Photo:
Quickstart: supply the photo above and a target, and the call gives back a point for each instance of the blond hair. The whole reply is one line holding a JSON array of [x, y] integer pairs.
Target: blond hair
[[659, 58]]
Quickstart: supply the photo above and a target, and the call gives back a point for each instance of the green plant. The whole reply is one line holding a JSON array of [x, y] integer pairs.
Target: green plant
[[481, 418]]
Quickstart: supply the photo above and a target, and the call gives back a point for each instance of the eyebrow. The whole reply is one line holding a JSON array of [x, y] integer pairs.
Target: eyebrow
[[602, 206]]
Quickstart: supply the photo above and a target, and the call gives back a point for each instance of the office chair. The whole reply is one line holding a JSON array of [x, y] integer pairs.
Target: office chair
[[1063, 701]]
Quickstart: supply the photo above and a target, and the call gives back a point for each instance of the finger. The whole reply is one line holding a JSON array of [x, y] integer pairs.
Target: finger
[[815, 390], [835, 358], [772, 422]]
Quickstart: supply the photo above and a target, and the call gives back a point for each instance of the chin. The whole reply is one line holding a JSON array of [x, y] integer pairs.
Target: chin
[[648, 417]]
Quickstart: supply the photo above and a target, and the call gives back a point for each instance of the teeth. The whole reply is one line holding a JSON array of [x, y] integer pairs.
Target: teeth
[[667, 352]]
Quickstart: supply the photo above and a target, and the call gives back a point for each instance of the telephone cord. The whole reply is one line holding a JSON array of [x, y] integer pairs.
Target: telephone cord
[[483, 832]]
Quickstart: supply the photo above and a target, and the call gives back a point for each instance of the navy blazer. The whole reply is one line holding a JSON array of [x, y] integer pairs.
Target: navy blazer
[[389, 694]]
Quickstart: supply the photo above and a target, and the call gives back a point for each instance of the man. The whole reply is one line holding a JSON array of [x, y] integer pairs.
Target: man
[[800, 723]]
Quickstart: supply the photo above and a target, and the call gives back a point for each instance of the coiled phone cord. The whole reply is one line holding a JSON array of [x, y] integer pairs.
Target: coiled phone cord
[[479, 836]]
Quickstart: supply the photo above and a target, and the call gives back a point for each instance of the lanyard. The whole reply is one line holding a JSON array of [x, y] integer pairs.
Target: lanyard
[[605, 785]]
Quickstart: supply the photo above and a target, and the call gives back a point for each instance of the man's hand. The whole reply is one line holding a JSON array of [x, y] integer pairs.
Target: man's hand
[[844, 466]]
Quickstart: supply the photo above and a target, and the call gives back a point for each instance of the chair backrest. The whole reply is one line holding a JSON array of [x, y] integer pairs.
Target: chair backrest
*-*-*
=== What to work on ===
Reproduce every item above verbatim, from the first line to the last.

=== Task response ===
Photo:
Quickstart: supply the photo above and a target, and the call gives back a point for each instance of the blond hair. The whole reply is one line holding a JSON array of [x, y] integer pairs.
Target: blond hair
[[659, 58]]
Quickstart: supply the photo above and a target, and the call gives back a point for each instance of the green plant. The whole reply is one line holding a JSON array of [x, y] integer pairs.
Target: green plant
[[481, 418]]
Quickstart: supply the photo above and a target, and the call gives back a point for each instance of the eyebrow. The whole reply is one line holding a JSON array of [x, y] integer pairs.
Target: eyebrow
[[602, 206]]
Quickstart: supply the photo above and a target, and the call gives back a point for each instance of the office chair. The whole reply is one line holding a JSON array of [x, y] integer pairs.
Target: office chair
[[1063, 701]]
Quickstart: supply the photo above and a target, and the call gives back a point for each instance of the finger. The whole reply is one line holding a JSON array of [x, y] integer pairs.
Target: finger
[[815, 390], [835, 358], [772, 422]]
Quickstart: supply the photo above and a target, and the call gives back a point for each instance of the chin. The whole reply is one line holding a JSON array of [x, y] integer pairs.
Target: chin
[[648, 417]]
Quickstart: supply the photo above and a target, and the call gives back a point for each instance of the teeth. The whole reply is one line holding a JSON array of [x, y] integer pairs.
Target: teeth
[[667, 352]]
Quickstart: supply the photo above and a target, and the call gives back a point for each instance of the telephone cord. The whole reply is one line holding a JSON array of [x, y] integer pairs.
Target: telephone cord
[[483, 832]]
Quickstart: supply the photo above and a target, and the call gives back a point for each instance of the navy blazer. The whole reply is one line holding a JSON array of [x, y] integer pairs.
Target: navy blazer
[[389, 694]]
Quickstart: supply the photo above and a target, and the call gives back a point for each instance of the man. The whole reply is one line holding a JSON array of [x, y] integer pairs.
Target: man
[[800, 723]]
Quickstart: supply the photo above and a target, and the call gives back a point for each instance of the coiled phone cord. The whole reply is one line holding a JSON array of [x, y] integer pairs.
Target: coiled phone cord
[[479, 836]]
Quickstart: supply the photo above and a target, and the call gives back a point for each instance of the lanyard. The whole reply is one line holding a JSON array of [x, y] integer pairs.
Target: lanyard
[[605, 785]]
Quickstart: supply the photo above and a target, and the call gives back a point for each instance of the man's hand. The whole reply is one line holding a JSON array of [x, y] integer pairs.
Target: man's hand
[[844, 466]]
Quickstart: supply the photo above and a target, and the call gives back a point for each instance of the chair backrest. The whole reply is one line holding a JSON array of [x, y] integer pairs.
Target: chair backrest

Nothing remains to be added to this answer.